----- SOURCE -----

Yep. Actually, there will be no need for dealloc_pending after reworking
pci_remove_device() (see below).

> One aspect I didn't properly consider when making the suggestion: What if,
> without all VFs having gone away, the PF is re-added? In that case we
> would better recycle the existing structure. That's getting a little
> complicated, so maybe a better approach is to refuse the request (in
> pci_remove_device()) when the list isn't empty?

I set up a test case locally to remove a PF without removing the
associated VFs by hacking an SR-IOV PF driver. Although the PF driver
*should* remove the VFs first, it's completely up to the particular PF
driver how VFs/PFs are removed during hot-un-plug, in what order, or
whether at all to remove the VFs before removing the PF. Anyway, during
PF-only removal, at least the Linux PCI subsystem warns about it:

[  106.500334] igb 0000:01:00.0: driver left SR-IOV enabled after remove

Returning an error code in pci_remove_device() results in only a warning
from Linux:

[  106.507011] pci 0000:01:00.0: Failed to delete - passthrough or MSI/MSI-X might fail!

Despite the warning, Linux still proceeds to remove the PF, and we would
retain a stale PF in Xen. Re-adding (hotplugging) the just-removed PF
led to Xen crashing in another weird way.

To handle this more gracefully, I suggest removing the VFs right away
along with the PF in pci_remove_device() when a PF removal request comes
along. This would satisfy the test case described here without Xen
crashing.

>> @@ -700,10 +722,22 @@ int pci_add_device(u16 seg, u8 bus, u8 devfn,
>>           * extended function.
>>           */
>>          if ( pdev->info.is_virtfn )
>> +        {
>> +            struct pci_dev *pf_pdev;
>> +
>>              pdev->info.is_extfn = pf_is_extfn;
>> +            pf_pdev = pci_get_pdev(NULL,
>> +                                   PCI_SBDF(seg, info->physfn.bus,
>> +                                            info->physfn.devfn));
>> +            if ( pf_pdev )
>> +            {
>> +                pdev->virtfn.pf_pdev = pf_pdev;
>> +                list_add(&pdev->virtfn.next, &pf_pdev->physfn.vf_list);
>> +            }
>> +        }
> 
> Hmm, yes, we can't really use the result of the earlier pci_get_pdev(), as
> we drop the lock intermediately. I wonder though if we wouldn't better fail
> the function if we can't find the PF instance.

----- GIVEN INFORMATION -----

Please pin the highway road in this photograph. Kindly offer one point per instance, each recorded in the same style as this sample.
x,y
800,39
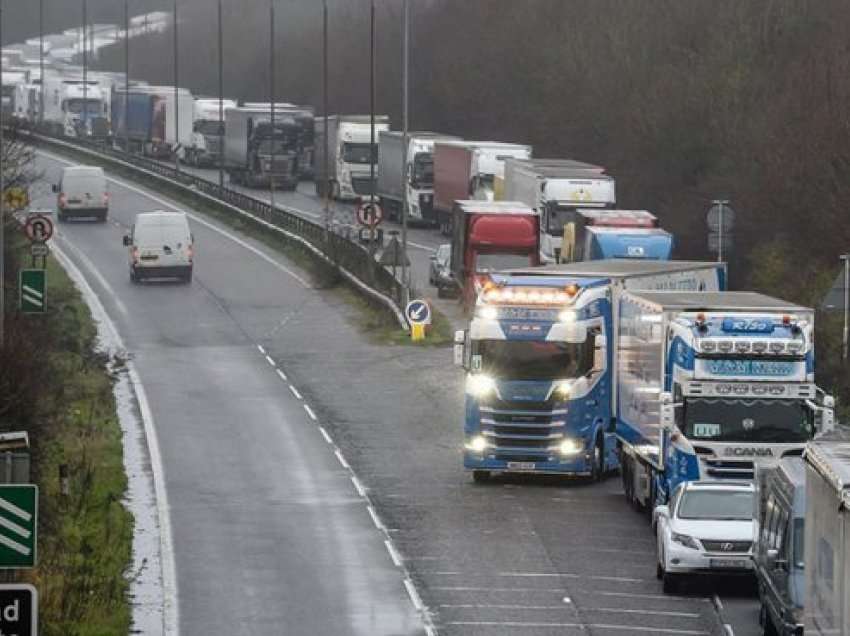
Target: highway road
x,y
310,471
270,534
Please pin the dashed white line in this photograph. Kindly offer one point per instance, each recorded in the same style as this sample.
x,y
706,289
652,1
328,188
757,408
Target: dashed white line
x,y
394,555
375,519
341,459
358,486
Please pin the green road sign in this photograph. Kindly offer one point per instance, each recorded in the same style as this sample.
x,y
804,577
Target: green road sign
x,y
18,522
32,287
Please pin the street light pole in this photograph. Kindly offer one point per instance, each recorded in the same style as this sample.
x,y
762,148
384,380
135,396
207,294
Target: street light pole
x,y
405,130
846,259
271,97
326,181
220,100
176,97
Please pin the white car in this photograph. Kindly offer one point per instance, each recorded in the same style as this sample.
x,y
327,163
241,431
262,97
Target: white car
x,y
707,527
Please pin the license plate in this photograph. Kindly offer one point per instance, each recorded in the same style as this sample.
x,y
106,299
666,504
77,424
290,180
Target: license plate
x,y
721,564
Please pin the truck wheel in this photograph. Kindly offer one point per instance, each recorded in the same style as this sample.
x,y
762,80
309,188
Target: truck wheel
x,y
480,476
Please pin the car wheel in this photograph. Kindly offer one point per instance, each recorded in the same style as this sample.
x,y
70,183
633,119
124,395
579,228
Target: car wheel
x,y
669,583
480,476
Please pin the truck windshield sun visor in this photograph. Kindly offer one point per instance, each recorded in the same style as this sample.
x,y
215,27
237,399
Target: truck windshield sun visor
x,y
744,420
533,360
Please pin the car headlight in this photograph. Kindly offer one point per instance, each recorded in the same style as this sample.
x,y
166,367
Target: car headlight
x,y
570,447
477,444
480,385
685,540
562,389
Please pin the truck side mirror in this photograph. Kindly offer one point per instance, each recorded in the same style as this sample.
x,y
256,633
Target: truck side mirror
x,y
460,340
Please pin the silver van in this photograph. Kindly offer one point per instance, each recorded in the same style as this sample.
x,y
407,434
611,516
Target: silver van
x,y
160,246
82,192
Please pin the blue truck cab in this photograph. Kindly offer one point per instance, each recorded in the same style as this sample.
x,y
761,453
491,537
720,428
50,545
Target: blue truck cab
x,y
540,371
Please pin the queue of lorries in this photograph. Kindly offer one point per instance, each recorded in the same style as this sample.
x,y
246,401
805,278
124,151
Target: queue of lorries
x,y
588,349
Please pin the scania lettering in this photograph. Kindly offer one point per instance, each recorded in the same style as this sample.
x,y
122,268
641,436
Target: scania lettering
x,y
540,378
710,385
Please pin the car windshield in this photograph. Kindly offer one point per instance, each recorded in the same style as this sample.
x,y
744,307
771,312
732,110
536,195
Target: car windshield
x,y
359,153
423,170
745,420
532,360
725,505
499,262
798,558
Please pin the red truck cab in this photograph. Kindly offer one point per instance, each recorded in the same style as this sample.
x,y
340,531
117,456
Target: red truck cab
x,y
490,236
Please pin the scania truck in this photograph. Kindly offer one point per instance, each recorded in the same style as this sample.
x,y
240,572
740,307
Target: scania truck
x,y
540,356
350,155
556,189
709,385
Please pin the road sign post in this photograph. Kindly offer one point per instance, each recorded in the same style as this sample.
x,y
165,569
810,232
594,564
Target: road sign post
x,y
18,525
18,609
31,291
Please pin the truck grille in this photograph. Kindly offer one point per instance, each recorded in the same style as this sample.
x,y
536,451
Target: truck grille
x,y
726,547
363,185
530,432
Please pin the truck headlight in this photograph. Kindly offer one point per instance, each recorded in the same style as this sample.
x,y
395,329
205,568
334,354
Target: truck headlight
x,y
480,385
570,447
477,444
684,540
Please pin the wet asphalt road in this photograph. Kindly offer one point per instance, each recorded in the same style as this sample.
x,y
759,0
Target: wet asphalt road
x,y
270,534
249,478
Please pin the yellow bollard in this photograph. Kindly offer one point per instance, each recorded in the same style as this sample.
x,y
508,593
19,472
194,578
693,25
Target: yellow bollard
x,y
417,331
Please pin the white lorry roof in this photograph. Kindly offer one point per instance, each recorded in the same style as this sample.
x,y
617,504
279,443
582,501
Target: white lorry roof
x,y
616,268
723,301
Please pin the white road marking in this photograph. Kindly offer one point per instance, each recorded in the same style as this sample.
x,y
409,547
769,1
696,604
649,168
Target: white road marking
x,y
170,205
625,628
171,609
341,459
325,435
394,555
358,486
375,519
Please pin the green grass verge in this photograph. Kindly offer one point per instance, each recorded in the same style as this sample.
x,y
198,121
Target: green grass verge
x,y
85,537
374,319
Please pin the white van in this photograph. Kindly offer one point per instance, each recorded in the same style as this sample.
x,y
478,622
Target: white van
x,y
161,246
82,192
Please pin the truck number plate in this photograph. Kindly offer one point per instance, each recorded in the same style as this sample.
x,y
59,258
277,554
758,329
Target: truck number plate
x,y
727,563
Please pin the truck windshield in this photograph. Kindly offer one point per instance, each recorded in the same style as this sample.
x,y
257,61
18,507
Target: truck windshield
x,y
92,106
359,153
743,420
718,505
529,360
499,262
423,170
557,218
209,127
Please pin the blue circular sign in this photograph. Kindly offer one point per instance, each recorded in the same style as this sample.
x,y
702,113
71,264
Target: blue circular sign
x,y
418,312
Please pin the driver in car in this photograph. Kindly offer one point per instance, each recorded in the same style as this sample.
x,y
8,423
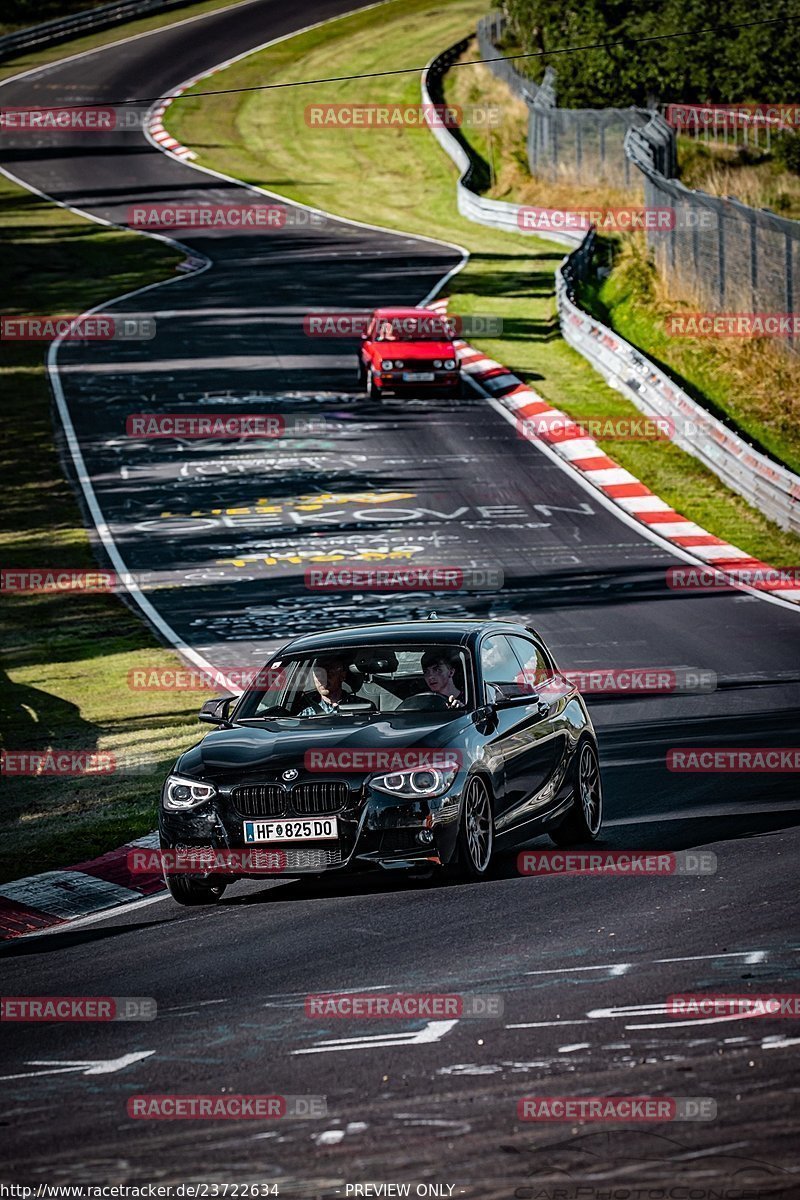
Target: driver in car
x,y
329,677
439,669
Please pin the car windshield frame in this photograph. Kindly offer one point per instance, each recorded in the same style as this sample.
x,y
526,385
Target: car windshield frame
x,y
246,708
403,336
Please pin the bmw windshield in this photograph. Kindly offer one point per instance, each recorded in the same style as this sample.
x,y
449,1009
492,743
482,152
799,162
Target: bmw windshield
x,y
364,682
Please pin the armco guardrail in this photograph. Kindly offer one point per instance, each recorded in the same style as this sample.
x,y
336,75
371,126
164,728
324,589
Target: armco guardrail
x,y
49,33
771,489
727,255
495,214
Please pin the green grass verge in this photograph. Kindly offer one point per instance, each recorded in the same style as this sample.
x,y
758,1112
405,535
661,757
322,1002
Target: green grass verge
x,y
66,658
755,384
401,179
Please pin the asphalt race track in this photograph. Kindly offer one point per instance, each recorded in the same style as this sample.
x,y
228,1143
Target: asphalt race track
x,y
226,531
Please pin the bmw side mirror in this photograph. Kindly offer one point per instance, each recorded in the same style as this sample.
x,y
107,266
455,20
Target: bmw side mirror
x,y
215,712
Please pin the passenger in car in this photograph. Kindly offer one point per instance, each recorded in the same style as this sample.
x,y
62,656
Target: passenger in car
x,y
439,670
329,678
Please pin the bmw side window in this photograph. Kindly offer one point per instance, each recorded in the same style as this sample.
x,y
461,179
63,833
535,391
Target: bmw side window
x,y
500,669
534,669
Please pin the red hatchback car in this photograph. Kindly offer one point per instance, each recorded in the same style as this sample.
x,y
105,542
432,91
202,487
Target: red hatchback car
x,y
408,348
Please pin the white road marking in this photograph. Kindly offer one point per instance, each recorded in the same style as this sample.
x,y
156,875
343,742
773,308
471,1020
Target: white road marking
x,y
645,531
747,955
91,1067
432,1032
721,810
543,1025
67,893
615,969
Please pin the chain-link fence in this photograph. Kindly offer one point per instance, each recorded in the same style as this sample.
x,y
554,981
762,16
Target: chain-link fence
x,y
767,485
489,31
734,127
728,256
578,145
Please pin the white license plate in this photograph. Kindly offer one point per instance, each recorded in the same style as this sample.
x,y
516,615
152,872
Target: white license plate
x,y
292,829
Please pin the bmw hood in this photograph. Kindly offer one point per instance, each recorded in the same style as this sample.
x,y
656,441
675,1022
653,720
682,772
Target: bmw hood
x,y
277,744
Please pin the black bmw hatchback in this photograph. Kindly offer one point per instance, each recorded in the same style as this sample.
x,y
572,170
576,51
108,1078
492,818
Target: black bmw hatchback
x,y
391,745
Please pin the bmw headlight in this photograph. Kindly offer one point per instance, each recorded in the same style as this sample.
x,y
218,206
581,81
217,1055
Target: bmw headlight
x,y
186,793
417,783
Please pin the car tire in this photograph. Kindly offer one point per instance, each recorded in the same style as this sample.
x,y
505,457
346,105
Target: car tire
x,y
372,387
193,892
585,816
475,844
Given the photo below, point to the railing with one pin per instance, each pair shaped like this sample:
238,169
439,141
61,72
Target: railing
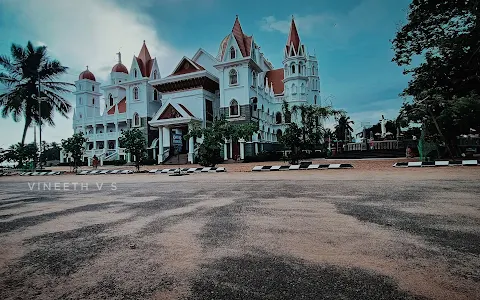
375,145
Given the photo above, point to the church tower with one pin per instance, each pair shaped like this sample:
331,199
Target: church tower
87,96
295,67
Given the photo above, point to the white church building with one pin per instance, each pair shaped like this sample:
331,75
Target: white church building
239,83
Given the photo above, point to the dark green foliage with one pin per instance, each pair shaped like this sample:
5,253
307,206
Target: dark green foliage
309,135
21,153
20,74
214,137
344,126
134,142
75,146
445,34
264,156
117,162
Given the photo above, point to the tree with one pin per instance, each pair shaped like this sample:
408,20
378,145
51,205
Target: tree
75,146
445,84
50,151
344,127
390,126
21,74
134,142
213,137
310,133
21,153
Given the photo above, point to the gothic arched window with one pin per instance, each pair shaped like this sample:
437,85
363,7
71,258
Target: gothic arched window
136,120
135,93
278,118
234,108
233,77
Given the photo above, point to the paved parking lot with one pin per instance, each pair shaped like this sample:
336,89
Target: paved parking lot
331,234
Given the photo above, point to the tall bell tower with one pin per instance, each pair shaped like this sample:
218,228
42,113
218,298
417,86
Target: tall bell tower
295,67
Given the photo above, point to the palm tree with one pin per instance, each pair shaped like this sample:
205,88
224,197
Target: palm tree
344,128
22,75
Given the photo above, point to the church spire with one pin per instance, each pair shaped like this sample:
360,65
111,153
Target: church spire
239,37
293,38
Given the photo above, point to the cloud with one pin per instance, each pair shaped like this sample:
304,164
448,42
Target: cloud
80,33
333,26
91,32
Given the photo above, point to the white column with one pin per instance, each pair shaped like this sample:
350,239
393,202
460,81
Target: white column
190,150
225,156
160,144
242,149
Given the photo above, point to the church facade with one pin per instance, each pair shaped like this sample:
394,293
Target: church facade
239,83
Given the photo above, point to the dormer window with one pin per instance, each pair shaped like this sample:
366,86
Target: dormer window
135,93
233,108
136,120
233,77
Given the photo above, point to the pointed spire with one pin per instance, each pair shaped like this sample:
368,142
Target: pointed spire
293,37
144,55
239,36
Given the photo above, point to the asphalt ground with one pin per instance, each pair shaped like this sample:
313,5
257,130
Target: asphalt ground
323,234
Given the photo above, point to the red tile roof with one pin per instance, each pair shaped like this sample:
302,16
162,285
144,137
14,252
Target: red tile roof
244,42
122,107
185,109
186,66
293,37
276,77
170,113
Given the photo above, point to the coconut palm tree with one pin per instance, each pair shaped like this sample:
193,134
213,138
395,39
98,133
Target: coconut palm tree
343,129
22,74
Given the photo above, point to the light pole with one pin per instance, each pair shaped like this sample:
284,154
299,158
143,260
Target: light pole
40,99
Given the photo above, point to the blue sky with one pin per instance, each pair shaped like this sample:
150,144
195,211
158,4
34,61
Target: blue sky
350,38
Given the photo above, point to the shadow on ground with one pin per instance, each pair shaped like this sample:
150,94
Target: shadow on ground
270,277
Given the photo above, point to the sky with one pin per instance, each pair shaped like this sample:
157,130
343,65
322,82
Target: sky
351,39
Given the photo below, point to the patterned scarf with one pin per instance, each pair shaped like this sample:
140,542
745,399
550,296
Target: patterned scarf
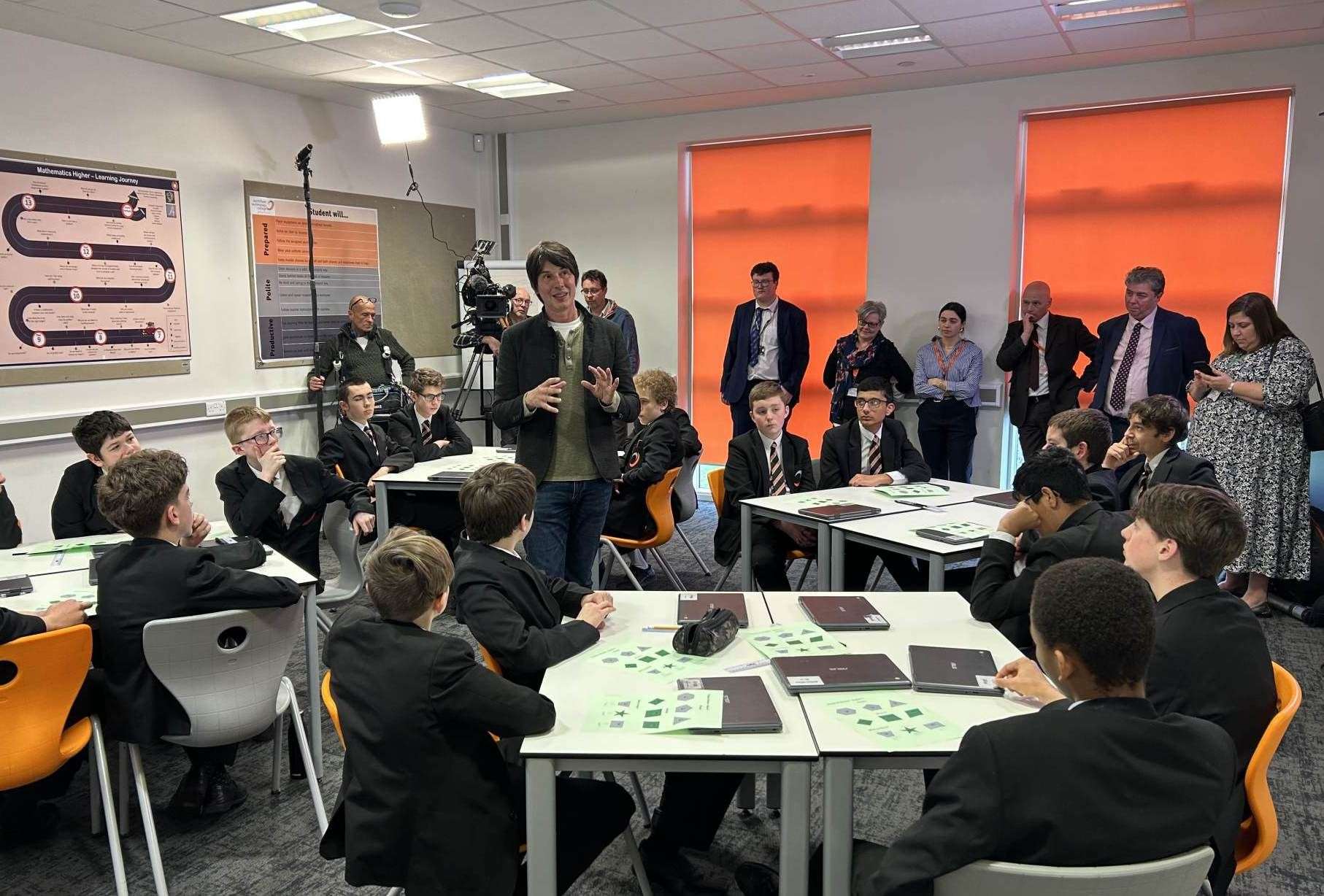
850,359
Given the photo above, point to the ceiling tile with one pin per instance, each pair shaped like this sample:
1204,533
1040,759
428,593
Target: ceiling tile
577,19
640,93
678,12
719,84
996,27
305,58
1114,37
940,9
219,36
587,77
458,68
906,63
478,34
561,102
548,55
631,45
1021,48
775,56
801,74
844,18
682,66
385,48
367,9
731,32
133,15
1257,21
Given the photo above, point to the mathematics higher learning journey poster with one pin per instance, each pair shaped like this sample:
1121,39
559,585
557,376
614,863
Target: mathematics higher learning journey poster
92,265
345,247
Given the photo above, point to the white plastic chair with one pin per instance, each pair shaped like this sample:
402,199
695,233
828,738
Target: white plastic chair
1174,876
228,673
345,543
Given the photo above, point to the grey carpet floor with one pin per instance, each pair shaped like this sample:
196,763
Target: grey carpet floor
269,845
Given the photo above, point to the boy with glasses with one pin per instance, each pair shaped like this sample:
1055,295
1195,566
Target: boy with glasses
280,498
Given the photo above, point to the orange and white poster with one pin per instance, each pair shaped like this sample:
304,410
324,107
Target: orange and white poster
92,265
346,263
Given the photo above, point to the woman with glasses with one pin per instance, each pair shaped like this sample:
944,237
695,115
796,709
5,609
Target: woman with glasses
861,355
947,377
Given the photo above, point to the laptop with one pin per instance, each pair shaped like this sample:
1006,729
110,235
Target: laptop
841,512
953,670
998,499
845,673
833,613
690,606
746,704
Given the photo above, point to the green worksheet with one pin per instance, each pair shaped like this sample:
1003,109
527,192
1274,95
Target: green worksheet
793,641
891,723
647,660
912,490
655,712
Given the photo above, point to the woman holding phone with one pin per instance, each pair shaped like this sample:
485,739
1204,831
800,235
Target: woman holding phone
1247,422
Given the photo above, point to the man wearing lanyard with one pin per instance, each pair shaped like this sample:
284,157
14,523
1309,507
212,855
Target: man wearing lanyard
769,341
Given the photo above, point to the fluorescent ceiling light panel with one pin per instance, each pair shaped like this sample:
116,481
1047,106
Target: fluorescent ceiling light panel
878,42
399,118
510,86
1075,15
305,21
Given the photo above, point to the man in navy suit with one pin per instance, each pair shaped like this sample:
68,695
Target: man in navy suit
1144,352
769,341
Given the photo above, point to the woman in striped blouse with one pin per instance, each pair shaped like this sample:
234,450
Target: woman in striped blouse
947,382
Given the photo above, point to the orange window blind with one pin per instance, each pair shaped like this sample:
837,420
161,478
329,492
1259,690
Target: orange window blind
804,206
1193,188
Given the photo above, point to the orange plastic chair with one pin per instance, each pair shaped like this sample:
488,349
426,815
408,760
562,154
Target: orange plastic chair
658,502
48,671
1260,830
718,489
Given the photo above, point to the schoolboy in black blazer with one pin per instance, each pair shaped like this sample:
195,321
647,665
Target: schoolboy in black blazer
280,498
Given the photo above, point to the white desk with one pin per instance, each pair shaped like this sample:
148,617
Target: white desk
574,686
416,478
896,533
939,618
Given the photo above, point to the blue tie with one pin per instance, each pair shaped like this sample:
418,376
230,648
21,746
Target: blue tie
756,338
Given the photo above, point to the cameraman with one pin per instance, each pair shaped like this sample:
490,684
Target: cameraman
363,349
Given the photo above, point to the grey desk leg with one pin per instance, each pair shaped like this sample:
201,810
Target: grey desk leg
936,572
541,832
795,829
839,824
314,666
839,560
746,548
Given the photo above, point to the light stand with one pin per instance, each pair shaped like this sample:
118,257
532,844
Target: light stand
301,163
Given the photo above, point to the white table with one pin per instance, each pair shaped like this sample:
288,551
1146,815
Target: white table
569,746
938,618
896,533
416,478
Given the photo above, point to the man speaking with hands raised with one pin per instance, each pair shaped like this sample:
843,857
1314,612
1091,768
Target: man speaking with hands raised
566,436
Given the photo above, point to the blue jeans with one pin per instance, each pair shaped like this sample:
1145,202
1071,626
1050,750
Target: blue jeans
569,519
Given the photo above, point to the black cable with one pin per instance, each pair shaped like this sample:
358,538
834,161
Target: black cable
413,188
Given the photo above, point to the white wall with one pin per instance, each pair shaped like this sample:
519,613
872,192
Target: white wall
72,101
942,195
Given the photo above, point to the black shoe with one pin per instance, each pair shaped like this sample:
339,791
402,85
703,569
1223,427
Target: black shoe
190,795
671,871
756,879
223,792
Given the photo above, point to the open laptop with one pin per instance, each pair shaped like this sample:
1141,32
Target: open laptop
837,613
953,670
844,673
690,606
746,706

-----

### TASK INSTRUCTIONS
[1] Using the PF removal discussion above, decide whether each statement agrees with it, answering yes or no and quoting the deciding words: (a) Returning an error code in pci_remove_device() keeps Linux from removing the PF. (b) The test case was built by hacking an SR-IOV PF driver. (c) The writer proposes removing the VFs together with the PF in pci_remove_device().
[2] Return the part of the PF removal discussion above starting at "To handle this" and ending at "( pdev->info.is_virtfn )", copied without changes.

### WORKED ANSWERS
[1]
(a) No: "Despite the warning, Linux still proceeds to remove the PF, and we would retain a stale PF in Xen."
(b) Yes: "I set up a test case locally to remove a PF without removing the associated VFs by hacking an SR-IOV PF driver."
(c) Yes: "I suggest removing the VFs right away along with the PF in pci_remove_device() when a PF removal request comes along."

[2]
To handle this more gracefully, I suggest removing the VFs right away
along with the PF in pci_remove_device() when a PF removal request comes
along. This would satisfy the test case described here without Xen
crashing.

>> @@ -700,10 +722,22 @@ int pci_add_device(u16 seg, u8 bus, u8 devfn,
>>           * extended function.
>>           */
>>          if ( pdev->info.is_virtfn )